Point-per-instance localization data:

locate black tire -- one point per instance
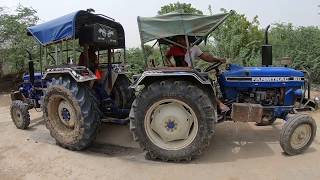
(194, 97)
(267, 122)
(82, 105)
(20, 114)
(121, 93)
(289, 128)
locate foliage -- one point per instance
(239, 40)
(299, 43)
(185, 7)
(13, 37)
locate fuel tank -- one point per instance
(238, 76)
(237, 79)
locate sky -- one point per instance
(298, 12)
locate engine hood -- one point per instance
(238, 71)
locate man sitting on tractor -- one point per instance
(89, 58)
(182, 59)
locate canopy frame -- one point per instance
(186, 35)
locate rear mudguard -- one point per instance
(155, 75)
(78, 73)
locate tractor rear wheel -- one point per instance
(71, 113)
(297, 134)
(20, 114)
(121, 93)
(172, 120)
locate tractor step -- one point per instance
(116, 121)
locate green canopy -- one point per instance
(173, 24)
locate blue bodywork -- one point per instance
(33, 92)
(237, 79)
(55, 30)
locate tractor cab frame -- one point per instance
(174, 114)
(62, 41)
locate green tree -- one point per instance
(13, 37)
(299, 43)
(185, 7)
(239, 39)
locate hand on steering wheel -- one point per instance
(213, 66)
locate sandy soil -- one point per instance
(237, 151)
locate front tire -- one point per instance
(20, 114)
(172, 120)
(297, 134)
(71, 113)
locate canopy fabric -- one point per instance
(55, 30)
(173, 24)
(69, 26)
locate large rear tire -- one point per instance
(20, 114)
(71, 113)
(121, 93)
(297, 134)
(172, 120)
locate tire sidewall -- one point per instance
(203, 129)
(290, 127)
(65, 137)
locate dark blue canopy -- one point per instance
(68, 26)
(55, 30)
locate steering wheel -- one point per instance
(213, 66)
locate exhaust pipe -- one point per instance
(31, 67)
(266, 50)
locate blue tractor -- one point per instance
(175, 111)
(76, 97)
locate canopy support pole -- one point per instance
(56, 54)
(188, 50)
(61, 53)
(45, 56)
(142, 46)
(40, 59)
(73, 51)
(161, 53)
(212, 29)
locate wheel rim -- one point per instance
(171, 124)
(66, 114)
(61, 111)
(17, 115)
(301, 136)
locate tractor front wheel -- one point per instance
(20, 114)
(172, 120)
(297, 134)
(71, 113)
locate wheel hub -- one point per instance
(301, 136)
(171, 122)
(18, 116)
(66, 114)
(171, 125)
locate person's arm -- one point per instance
(167, 58)
(209, 58)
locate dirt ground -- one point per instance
(237, 151)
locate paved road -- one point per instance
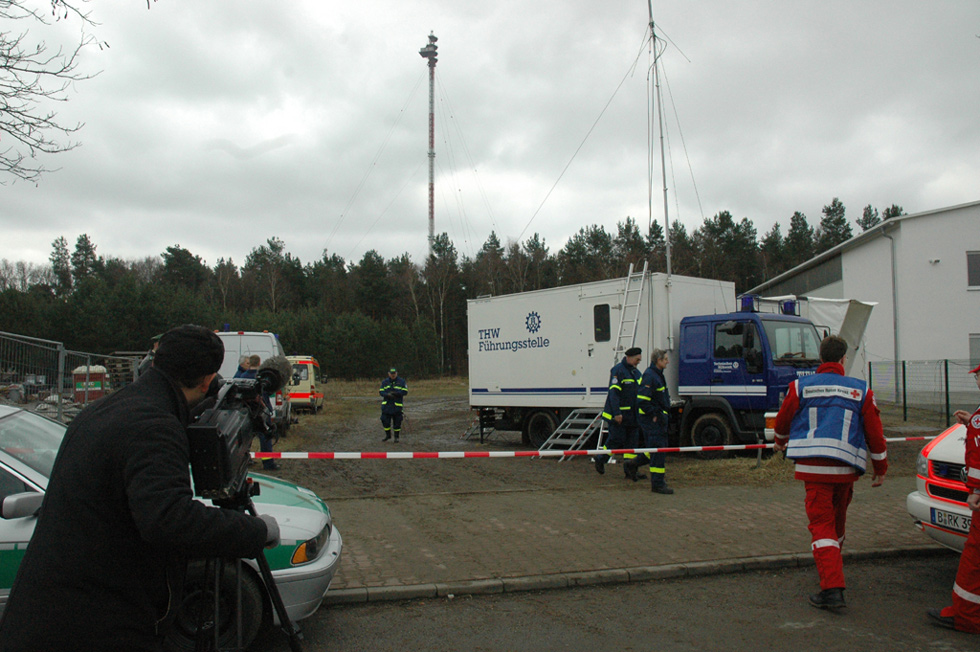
(607, 530)
(749, 611)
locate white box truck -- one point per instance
(534, 357)
(265, 345)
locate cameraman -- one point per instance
(104, 569)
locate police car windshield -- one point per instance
(792, 343)
(31, 439)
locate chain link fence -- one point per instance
(46, 377)
(929, 390)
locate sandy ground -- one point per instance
(437, 424)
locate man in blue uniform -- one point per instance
(653, 407)
(619, 412)
(393, 390)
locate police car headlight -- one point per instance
(922, 465)
(311, 548)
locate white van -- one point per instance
(305, 388)
(265, 345)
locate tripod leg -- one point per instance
(288, 626)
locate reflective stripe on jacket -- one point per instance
(827, 423)
(621, 398)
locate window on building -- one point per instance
(600, 319)
(973, 269)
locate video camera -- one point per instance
(221, 437)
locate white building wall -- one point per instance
(937, 312)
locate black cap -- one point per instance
(188, 353)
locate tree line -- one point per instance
(358, 318)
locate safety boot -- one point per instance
(828, 599)
(940, 620)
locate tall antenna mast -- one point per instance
(657, 103)
(429, 52)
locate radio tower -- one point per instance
(429, 52)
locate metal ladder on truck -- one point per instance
(575, 431)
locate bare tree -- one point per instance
(31, 77)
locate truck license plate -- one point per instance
(950, 520)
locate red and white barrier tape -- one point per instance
(424, 455)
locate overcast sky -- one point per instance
(217, 125)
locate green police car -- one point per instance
(303, 565)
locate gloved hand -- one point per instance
(272, 531)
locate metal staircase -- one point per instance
(575, 431)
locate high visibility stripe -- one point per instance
(846, 426)
(825, 543)
(723, 390)
(824, 470)
(966, 595)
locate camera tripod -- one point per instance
(208, 632)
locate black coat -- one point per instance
(119, 518)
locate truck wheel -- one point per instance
(540, 425)
(711, 429)
(199, 596)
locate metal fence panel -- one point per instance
(928, 387)
(49, 377)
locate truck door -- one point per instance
(738, 368)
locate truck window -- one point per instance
(728, 341)
(696, 342)
(600, 319)
(792, 342)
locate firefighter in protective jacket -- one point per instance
(828, 424)
(619, 413)
(964, 615)
(393, 390)
(653, 401)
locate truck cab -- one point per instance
(735, 367)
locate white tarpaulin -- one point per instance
(845, 317)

**TASK OBJECTIVE**
A faithful copy of the lines from the line containing "locate truck cab -- one point per instance" to the end of the data should be set down, both ends included, and nothing more.

**SOLUTION FOR THIS EXERCISE**
locate truck cab -- one point per instance
(735, 367)
locate white tarpaulin -- one point per instance
(845, 317)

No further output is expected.